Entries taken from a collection
-- -- --
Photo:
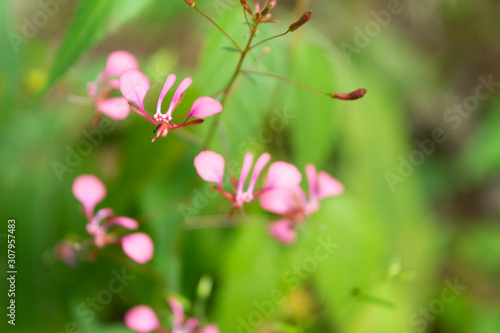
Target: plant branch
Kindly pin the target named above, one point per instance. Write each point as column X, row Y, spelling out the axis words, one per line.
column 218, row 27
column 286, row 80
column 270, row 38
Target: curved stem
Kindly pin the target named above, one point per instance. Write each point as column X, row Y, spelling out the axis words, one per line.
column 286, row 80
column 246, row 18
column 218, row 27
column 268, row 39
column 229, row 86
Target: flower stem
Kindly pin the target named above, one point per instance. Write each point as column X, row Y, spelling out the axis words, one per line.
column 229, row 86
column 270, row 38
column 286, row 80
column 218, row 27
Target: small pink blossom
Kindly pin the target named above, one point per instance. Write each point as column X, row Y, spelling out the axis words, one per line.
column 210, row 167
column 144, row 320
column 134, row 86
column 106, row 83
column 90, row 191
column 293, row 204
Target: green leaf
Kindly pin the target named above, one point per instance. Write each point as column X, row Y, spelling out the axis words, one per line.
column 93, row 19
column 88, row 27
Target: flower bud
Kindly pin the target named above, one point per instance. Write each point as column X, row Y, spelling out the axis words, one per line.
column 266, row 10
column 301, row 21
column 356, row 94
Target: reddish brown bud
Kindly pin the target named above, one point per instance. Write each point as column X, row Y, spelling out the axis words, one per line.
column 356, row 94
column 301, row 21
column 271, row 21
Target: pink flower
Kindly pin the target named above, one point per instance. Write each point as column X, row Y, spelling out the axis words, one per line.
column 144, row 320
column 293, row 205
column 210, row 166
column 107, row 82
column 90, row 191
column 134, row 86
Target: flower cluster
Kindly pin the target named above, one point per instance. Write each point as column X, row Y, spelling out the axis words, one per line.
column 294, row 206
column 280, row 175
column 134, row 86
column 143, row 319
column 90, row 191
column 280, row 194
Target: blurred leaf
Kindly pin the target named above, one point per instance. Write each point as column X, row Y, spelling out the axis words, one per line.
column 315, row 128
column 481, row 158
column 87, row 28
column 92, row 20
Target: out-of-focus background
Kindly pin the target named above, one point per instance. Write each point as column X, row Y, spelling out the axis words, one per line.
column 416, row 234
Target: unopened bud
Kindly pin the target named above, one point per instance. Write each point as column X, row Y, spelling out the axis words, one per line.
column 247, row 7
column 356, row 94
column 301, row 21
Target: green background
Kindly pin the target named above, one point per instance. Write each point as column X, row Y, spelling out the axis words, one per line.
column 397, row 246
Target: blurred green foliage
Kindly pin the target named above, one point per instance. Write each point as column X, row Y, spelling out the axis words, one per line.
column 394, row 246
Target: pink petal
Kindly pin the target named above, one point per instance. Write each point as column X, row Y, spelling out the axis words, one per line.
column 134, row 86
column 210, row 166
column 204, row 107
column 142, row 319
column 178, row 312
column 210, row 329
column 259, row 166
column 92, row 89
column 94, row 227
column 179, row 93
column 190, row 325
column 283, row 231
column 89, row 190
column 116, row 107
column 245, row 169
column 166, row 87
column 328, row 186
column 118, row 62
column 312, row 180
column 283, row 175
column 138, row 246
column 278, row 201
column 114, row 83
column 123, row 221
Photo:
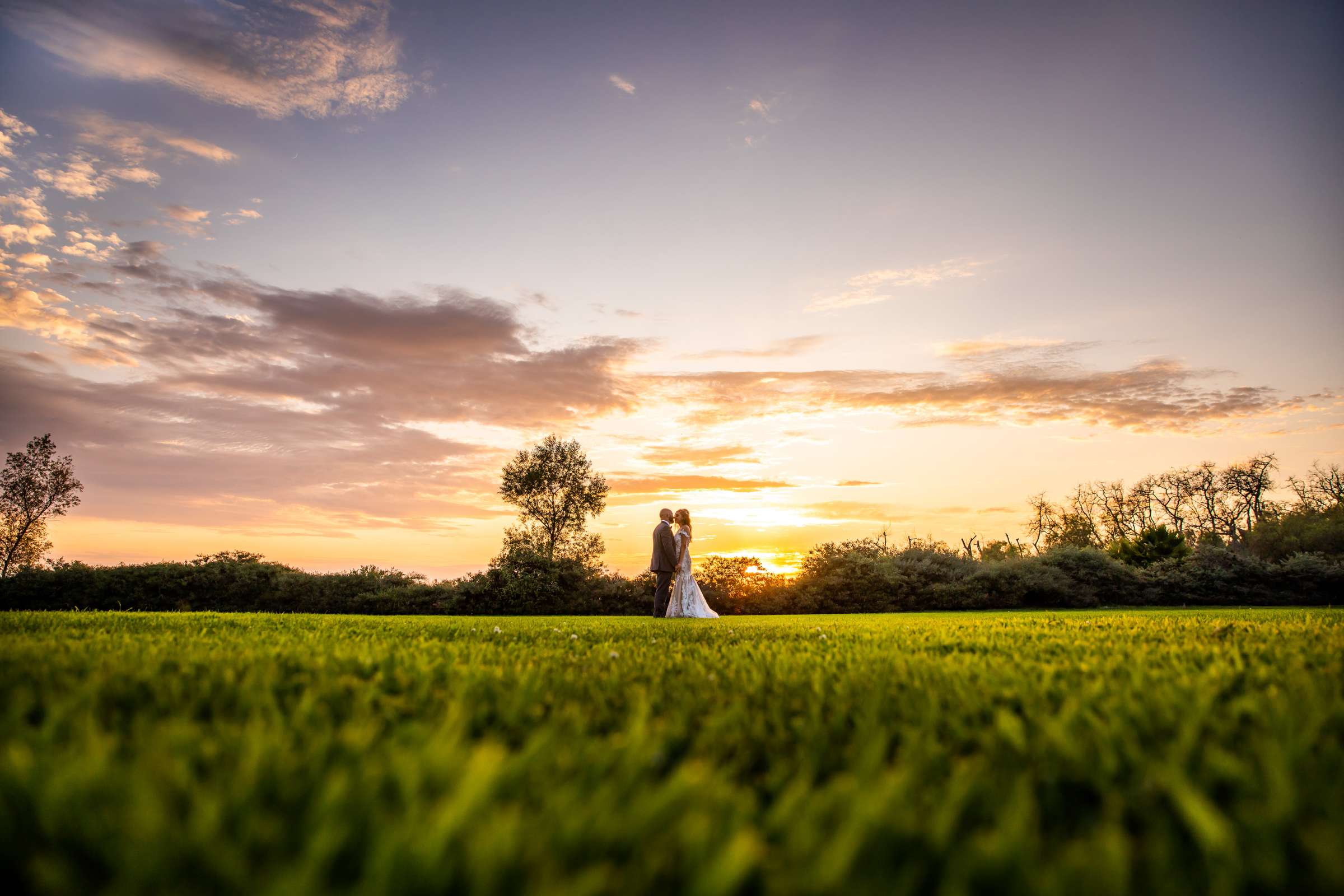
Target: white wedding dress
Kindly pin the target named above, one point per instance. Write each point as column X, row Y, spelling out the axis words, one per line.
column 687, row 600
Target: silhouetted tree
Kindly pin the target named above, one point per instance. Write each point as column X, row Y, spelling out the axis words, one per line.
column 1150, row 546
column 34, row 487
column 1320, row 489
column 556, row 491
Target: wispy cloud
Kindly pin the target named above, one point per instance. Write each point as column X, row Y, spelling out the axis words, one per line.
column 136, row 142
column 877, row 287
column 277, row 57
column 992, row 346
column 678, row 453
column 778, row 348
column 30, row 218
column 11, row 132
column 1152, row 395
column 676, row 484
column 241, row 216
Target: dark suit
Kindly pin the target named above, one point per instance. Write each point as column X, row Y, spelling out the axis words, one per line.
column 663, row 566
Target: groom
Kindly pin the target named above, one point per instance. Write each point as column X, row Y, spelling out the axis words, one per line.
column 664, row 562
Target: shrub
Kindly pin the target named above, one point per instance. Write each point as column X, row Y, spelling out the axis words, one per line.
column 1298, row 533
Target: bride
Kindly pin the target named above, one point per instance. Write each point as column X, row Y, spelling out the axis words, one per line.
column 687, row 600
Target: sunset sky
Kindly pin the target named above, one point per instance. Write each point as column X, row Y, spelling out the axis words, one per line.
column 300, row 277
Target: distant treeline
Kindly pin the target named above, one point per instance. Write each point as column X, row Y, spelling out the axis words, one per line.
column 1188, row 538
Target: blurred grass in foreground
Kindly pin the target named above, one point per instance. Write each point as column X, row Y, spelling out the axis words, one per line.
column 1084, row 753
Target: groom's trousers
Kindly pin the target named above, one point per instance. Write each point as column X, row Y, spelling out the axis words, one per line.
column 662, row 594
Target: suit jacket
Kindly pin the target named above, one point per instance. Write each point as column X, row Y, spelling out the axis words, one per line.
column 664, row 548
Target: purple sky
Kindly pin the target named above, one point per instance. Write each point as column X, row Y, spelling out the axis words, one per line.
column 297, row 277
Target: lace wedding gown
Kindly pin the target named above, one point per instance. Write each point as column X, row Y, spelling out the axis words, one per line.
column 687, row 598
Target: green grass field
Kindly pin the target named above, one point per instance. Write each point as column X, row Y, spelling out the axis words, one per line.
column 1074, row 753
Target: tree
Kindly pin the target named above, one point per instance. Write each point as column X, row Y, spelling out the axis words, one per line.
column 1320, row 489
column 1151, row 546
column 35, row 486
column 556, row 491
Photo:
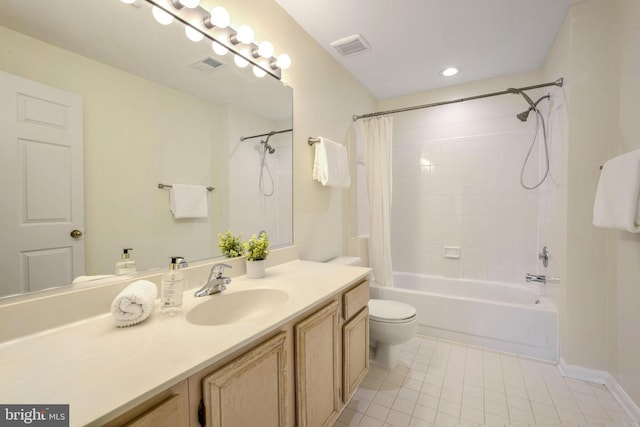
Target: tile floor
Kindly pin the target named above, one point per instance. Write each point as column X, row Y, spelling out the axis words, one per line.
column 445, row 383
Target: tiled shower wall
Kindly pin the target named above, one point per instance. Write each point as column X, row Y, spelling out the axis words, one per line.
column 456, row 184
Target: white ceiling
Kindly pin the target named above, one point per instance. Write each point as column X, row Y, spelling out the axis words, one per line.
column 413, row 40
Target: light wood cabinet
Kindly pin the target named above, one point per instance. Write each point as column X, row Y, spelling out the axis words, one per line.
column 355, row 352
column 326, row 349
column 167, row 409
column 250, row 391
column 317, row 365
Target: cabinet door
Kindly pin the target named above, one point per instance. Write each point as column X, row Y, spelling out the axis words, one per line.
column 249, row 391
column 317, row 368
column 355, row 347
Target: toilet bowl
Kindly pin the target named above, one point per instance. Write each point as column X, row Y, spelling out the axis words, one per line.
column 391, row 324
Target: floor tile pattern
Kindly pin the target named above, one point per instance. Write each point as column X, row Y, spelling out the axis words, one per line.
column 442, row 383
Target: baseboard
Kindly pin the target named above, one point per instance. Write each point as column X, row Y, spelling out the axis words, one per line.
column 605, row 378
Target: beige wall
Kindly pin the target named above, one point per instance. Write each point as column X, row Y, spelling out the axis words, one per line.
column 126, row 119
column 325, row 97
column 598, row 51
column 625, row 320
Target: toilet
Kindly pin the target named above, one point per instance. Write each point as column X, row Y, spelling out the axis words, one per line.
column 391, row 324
-- -- --
WHAT IS NEEDED
Skip the pictures, then write out every entry exactly.

SOLUTION
Photo:
Target: plant branch
Kindly pin the target named above, one point per instance. Write each point as column X, row Y, spelling out the axis words, one per line.
column 218, row 27
column 286, row 80
column 270, row 38
Target: curved stem
Kindly pin the target named above, one point per instance. Write each point as column X, row Y, spelling out the axis words, one per line.
column 286, row 80
column 246, row 18
column 218, row 27
column 268, row 39
column 229, row 86
Target: flower stem
Kindly pin the target named above, one point per instance. Write each point as column X, row Y, spelling out the axis words, one per line.
column 229, row 86
column 270, row 38
column 286, row 80
column 218, row 27
Target: small pink blossom
Kindly pin the target named above, one point per instance. Write each point as column X, row Y, spelling out the axis words, one per line.
column 210, row 167
column 144, row 320
column 134, row 86
column 106, row 83
column 90, row 191
column 293, row 204
Target: green leaf
Kindly pin the target named above, one point per instance. Write each point as column X, row Y, spelling out the axis words, one per line.
column 93, row 19
column 88, row 27
Target: flower bud
Kindly pin the target named above, one point per instance. Write each point as column X, row Y, spelling out the axis words, one per line.
column 266, row 10
column 301, row 21
column 356, row 94
Target: reddish brown bud
Kindly pin the target named above, one point per instance. Write each point as column X, row Y, spelling out the axis words, one per line.
column 356, row 94
column 301, row 21
column 271, row 21
Target: pink flower
Kindly pin the target named above, one point per instance. Write each point as column X, row Y, spelling out the axis words, one per line.
column 144, row 320
column 293, row 205
column 210, row 166
column 107, row 82
column 90, row 191
column 134, row 86
Target: flower cluster
Kindly pin the target named above, one point per instance. Write each point as column X, row Y, spelling out the axis words, one per line.
column 294, row 206
column 280, row 175
column 134, row 86
column 143, row 319
column 90, row 191
column 280, row 194
Target: blurred leaf
Kindly pin the target named above, one point per instance. Write each point as column X, row Y, spelling out the axis words, one per line.
column 315, row 128
column 481, row 158
column 87, row 28
column 92, row 20
Target: out-of-focus background
Kindly pin the target named above, one point per instance. Write each point as column X, row Y, spelling out the axis words, one per line.
column 416, row 234
Target: unopened bud
Kindly pin the target named above, one point per instance. Write each point as column X, row Y, spelling out the axis words, one per line.
column 247, row 7
column 356, row 94
column 301, row 21
Target: green background
Kindly pin the target named above, one point per instance. Write each point as column X, row Y, spelling out the axis words, one per line.
column 397, row 246
Target: blurred green foliage
Kindly pin the target named above, one point per instance. Write each point as column X, row Y, spelling out the axis words, one per line.
column 394, row 246
Target: pink petal
Kindly pin the target named above, one point per instance. Write each point as column X, row Y, spelling out the axis words, one per line.
column 134, row 86
column 210, row 166
column 204, row 107
column 142, row 319
column 178, row 312
column 210, row 329
column 259, row 166
column 92, row 89
column 94, row 227
column 179, row 93
column 190, row 325
column 283, row 231
column 89, row 190
column 116, row 107
column 245, row 169
column 166, row 87
column 328, row 186
column 118, row 62
column 312, row 180
column 283, row 175
column 138, row 246
column 278, row 201
column 114, row 83
column 123, row 221
Photo:
Target: white wedding dress
Kindly pin the target named above, one point per instance. Write each point as column X, row Y, spelling out the axis words, one per line.
column 687, row 600
Target: silhouetted tree
Kindly pin the target named above, one point per instance. Write each point as column X, row Y, spelling out the axis words, one per line.
column 1150, row 546
column 34, row 487
column 1320, row 489
column 556, row 491
Target: wispy cloud
Kindly pin the target named above, one point per instance. Write each point as column X, row Y, spelling out the axis words, one per line.
column 136, row 142
column 877, row 287
column 277, row 57
column 992, row 346
column 678, row 453
column 778, row 348
column 30, row 218
column 11, row 132
column 1152, row 395
column 676, row 484
column 241, row 216
Target: dark suit
Kindly pin the target named above, one point per instance. Write each point as column X, row Y, spelling out the axis words, one per line.
column 663, row 566
Target: groom
Kindly pin the target named above, one point per instance. Write each point as column X, row Y, spelling out the axis words, one per line.
column 664, row 562
Target: shrub
Kindly pin the target named above, one point per instance. Write each point as column X, row Y, spelling out the axis words, one per line.
column 1298, row 533
Target: bride
Kindly pin the target named above, one point per instance. Write each point as column X, row Y, spelling out the axis words, one per line.
column 687, row 600
Target: sunset sky
Kindly pin the target named above, one point per instance. Write each point as column X, row Y, spelling out the axis words, one per line.
column 300, row 277
Target: distant treeline
Kindly pin the target named above, one point per instance. Write each point as column X, row Y, spelling out the axis words, one per line.
column 1188, row 538
Target: blurred grass in foreground
Kindly pin the target named above, one point per instance. Write each point as column X, row Y, spelling out the axis words, one per line.
column 1084, row 753
Target: groom's trousers
Kindly pin the target named above, one point per instance. Write each point as column X, row Y, spelling out the axis words, one per line.
column 662, row 594
Target: suit jacket
Kindly pin the target named above, one point per instance. Write each point as column X, row Y, spelling out the axis words, one per line.
column 664, row 548
Target: purple sky
Kindly pin the target named above, one point per instance. Write each point as column X, row Y, spelling out the axis words, one per line.
column 297, row 277
Target: lace wedding gown
Kindly pin the target named above, one point per instance. Write each point as column X, row Y, spelling out the axis words, one per line.
column 687, row 598
Target: green grass field
Kindly pin the target named above, one point per instance. Write each point as column X, row Y, spelling out the axis words, one per line.
column 1074, row 753
Target: tree
Kindly pin the target named above, one point per instance. Write each point as column X, row Y, spelling out the axis words, one per line.
column 1320, row 489
column 1151, row 546
column 35, row 486
column 556, row 491
Photo:
Target: tile floor
Kindly pin the target named above, one point per instance. Write each point as column X, row Y, spelling out the axis words, one per line.
column 445, row 383
Target: tiled shower wall
Kindly pin the target named above, one point per instance. Write each point as column X, row Y, spelling out the axis words, one per line.
column 456, row 184
Target: white ceiling
Kindly pin the target named above, one point per instance. Write each point as column X, row Y, spelling out the axis words, one per line.
column 413, row 40
Target: light wood cabinet
Kindly pin the target named above, one point per instance. Write each point as column X, row Y, spelling out the axis words, one per line.
column 355, row 352
column 326, row 349
column 167, row 409
column 250, row 391
column 317, row 365
Target: cabinet door
Kindly pin the target named above, one point per instance. Write each point as column X, row Y, spelling out the axis words, one per line.
column 249, row 391
column 317, row 368
column 355, row 347
Target: toilet bowl
Kindly pin the target named above, one point per instance. Write each point as column X, row Y, spelling out the axis words, one per line.
column 391, row 324
Target: floor tile pattern
Kindly pin the target named above, one point per instance. Write each point as column X, row Y, spelling out the axis words, one per line.
column 442, row 383
Target: baseboard
Kindly pin the target named above, one point per instance. Write each point as column X, row Y, spelling out the axis words, one per line.
column 605, row 378
Target: beige wall
Kindly pin the target named above, one point per instance. Write each point as column X, row Y, spelling out the axis words, one per line.
column 126, row 119
column 325, row 97
column 598, row 51
column 625, row 320
Target: toilet
Kindly pin the target named above, one point per instance. Write each point as column X, row Y, spelling out the axis words, one per line.
column 391, row 324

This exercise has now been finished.